> _EXTRACT_:
▼
The Science of Prevention
While volunteers tackle the visible waste, scientists are developing high-tech solutions to predict and prevent outbreaks. Karibul Bashar is creating an artificial intelligence system that combines mosquito population data with infection rates to generate early warnings.
The approach involves placing mosquito traps in neighborhoods and analyzing both mosquito density and the number of infected people in surrounding areas. "We can develop an early warning system," Bashar explains from his laboratory on the outskirts of Dhaka, surrounded by dengue-infected mosquitoes.
"If the mosquito density is high in a place where patients are already present, we can say the disease will spread rapidly. [It] can flag this on a government server, showing where the next hotspot is likely to emerge in the next two or three weeks for dengue."
Early warning enables rapid response and control measures. Bashar's work highlights the dual approach needed: community action to eliminate breeding sites and scientific innovation to predict where interventions are most urgently needed.
The Aedes mosquito, indigenous to tropical areas, has now spread to every continent except Antarctica. As climate change accelerates and global connectivity increases, Bashar believes mosquito-borne diseases "will be a very big threat in the future" worldwide.
A Model for the Future
Bangladesh Clean represents a growing recognition that in rapidly urbanizing megacities, traditional municipal services cannot keep pace with environmental and public health challenges. The organization's model—combining social media mobilization with regular, scheduled cleanups—offers a replicable framework for other cities facing similar pressures.
The effort addresses multiple interconnected problems simultaneously: reducing pollution, eliminating disease breeding grounds, and fostering civic responsibility. Each volunteer action, from removing a single plastic bag to clearing an entire canal, contributes to a larger ecosystem of public health protection.
▲
> _REQUIREMENT 1_: In the extract, how far ahead would Bashar's warning system show where the next dengue hotspot is likely to emerge?
> _REQUIREMENT 2_: List every interconnected problem that the extract says the Bangladesh Clean effort addresses simultaneously.

> _DATA_:
▼
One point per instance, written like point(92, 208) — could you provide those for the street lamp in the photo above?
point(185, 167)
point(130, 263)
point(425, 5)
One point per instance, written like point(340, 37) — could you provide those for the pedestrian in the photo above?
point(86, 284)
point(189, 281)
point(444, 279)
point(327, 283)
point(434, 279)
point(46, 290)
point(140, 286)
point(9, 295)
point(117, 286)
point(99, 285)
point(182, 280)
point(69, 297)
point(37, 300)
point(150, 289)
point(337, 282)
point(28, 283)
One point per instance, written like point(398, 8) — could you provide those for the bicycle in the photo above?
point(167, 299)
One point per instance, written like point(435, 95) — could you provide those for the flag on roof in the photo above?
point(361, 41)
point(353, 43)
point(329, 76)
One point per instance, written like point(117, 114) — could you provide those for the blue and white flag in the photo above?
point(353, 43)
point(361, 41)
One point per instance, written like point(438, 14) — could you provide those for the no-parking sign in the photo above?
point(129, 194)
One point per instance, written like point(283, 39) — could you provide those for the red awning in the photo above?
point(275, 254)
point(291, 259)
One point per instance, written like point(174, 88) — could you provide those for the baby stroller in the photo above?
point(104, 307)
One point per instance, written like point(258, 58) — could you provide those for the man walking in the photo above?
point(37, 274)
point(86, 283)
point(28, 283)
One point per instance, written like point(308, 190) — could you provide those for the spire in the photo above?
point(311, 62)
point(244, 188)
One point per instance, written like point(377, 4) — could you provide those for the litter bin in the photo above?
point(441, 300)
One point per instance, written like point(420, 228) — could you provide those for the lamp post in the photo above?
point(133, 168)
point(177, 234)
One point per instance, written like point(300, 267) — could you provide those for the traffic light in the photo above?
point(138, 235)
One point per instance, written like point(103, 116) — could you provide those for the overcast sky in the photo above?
▲
> _RESPONSE BOX 1_: Within the next two or three weeks.

> _RESPONSE BOX 2_:
- Reducing pollution
- Eliminating disease breeding grounds
- Fostering civic responsibility